Source text:
Egressed parasites had similar in vitro growth and virulence as control parasites. a HFFs were infected with egressed T. gondii induced by NO or naturally released parasites. Twenty-four hours later, the cells were fixed and the number of parasites per vacuole in eight fields was counted and expressed as a percentage of the total number of parasites in the field. The data in the figure show the means ± SDs of five replicates and represent three independent experiments. b C57BL/6 mice were i.p infected with 103 parasites and the survival rate was recorded every day

Full size image

Discussion

Our results demonstrated that NO released by SNP was able to trigger early egress of T. gondii tachyzoites from non-immune cells in vitro. Moreover, these processes were revealed to be Ca2+-dependent as inhibition of parasite intracellular Ca2+ prevented this phenomenon. Our further experiments showed that the occurrence of egress required parasite motility, and the egressed tachyzoites lost no virulence. Taken together, our study investigated the mechanism of NO-induced tachyzoite egress and presented a new mechanism of parasite clearance.

T. gondii establishes a life-long infection in hosts by forming cysts in brain and muscle tissues. Therefore, cell-autonomous immunity in non-immune cells is crucial for limiting parasite burden and cyst formation [11]. Previous studies have demonstrated that death receptor ligation and IFN-γ induce the egress of T. gondii tachyzoites from non-immune cells in vitro [10, 11]. Here, we found that NO is another immune molecule that can induce the early egress of T. gondii tachyzoites from non-immune cells. Moreover, we found that the the egressed tachyzoites lost no virulence, but NO stimulated the egress of parasites from HFF cells 36 h after infection, long before natural egress occurred, and thereby disturbed the proliferation of the parasite. If this kind of immune-mediated egress existed in vivo, it may limit replication of the tachyzoites in non-immune cells and lower the parasite burden of the host. Moreover, the occurrence of egress before complete proliferation shortens the time of the parasite in parasitophorous vacuole which promotes the clearance of the parasites by immune cells of the hosts, like macrophages.

Prompt A: Summarize the passage on nitric oxide and Toxoplasma gondii egress in two sentences.
Prompt B: Pick up the passage on nitric oxide and Toxoplasma gondii egress after its final sentence and continue writing it.
The entries were taken from a different source.

[Saved entries]

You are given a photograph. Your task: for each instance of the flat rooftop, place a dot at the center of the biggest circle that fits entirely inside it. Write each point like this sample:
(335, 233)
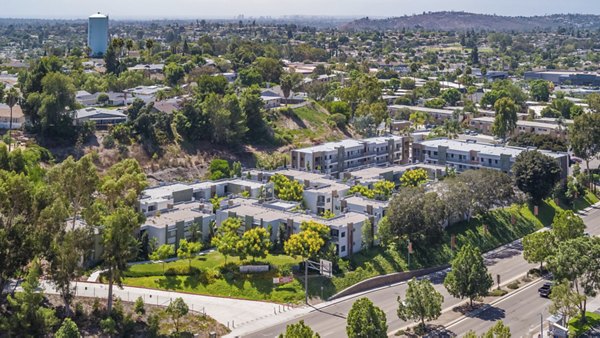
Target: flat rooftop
(422, 109)
(162, 191)
(181, 212)
(483, 148)
(539, 123)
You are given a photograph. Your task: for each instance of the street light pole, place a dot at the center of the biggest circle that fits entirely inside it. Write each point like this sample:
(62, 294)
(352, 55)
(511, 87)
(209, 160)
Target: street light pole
(541, 326)
(306, 281)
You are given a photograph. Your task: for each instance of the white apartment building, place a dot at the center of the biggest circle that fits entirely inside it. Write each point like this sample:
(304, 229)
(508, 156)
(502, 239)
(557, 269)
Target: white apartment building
(335, 157)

Answer A: Nitric oxide released by SNP triggered early, Ca2+-dependent egress of T. gondii tachyzoites from non-immune cells in vitro, and this egress required parasite motility. The egressed tachyzoites lost no virulence, and the passage suggests that such early egress could limit parasite replication in non-immune cells and promote clearance by host immune cells such as macrophages.

Answer B:
The study of the egress of T. gondii has attracted attention from many research groups for nearly four decades. T. gondii egress is a crucial step in the life cycle of the parasite because it allows parasites to shuttle into neighbouring cells for further development. Many studies have shown that intracellular Ca2+ levels of the parasite play important roles in regulating the egress of parasites from host cells in response to a variety of extracellular signals [2022]. Our study found that rather than an increase in the Ca2+ levels in the host cell, an increase of Ca2+ levels in the parasite was critical for the NO-induced egress of T. gondii tachyzoites. Moreover, in Plasmodium falciparum, an increase in the intracellular Ca2+ levels was found to stimulate parasite egress from infected erythrocytes [23]. Another study showed that the addition of Ca2+ ionophores induces the rapid egress of Neospora caninum tachyzoites from bovine endothelial cells [24]. Recent research on Eimeria tenella revealed that ethanol, a reagent that is able to elevate intracellular Ca2+ levels, induces sporozoite egress from primary chicken kidney cells [25]. Consistent with the findings on T. gondii, we hypothesised that Ca2+ is a universal signalling molecule of the egress process in apicomplexan parasites.

Conclusions

In conclusion, our research demonstrated that NO is an immune molecule that could induce the early egress of T. gondii tachyzoites from non-immune cells and investigated the mechanism of this immune-mediated egress. Future studies will address whether these immune molecules could induce parasite egress from feline intestinal epithelial cells in vitro and whether the induction of early parasite egress from non-immune cells by immune molecules could occur in vivo.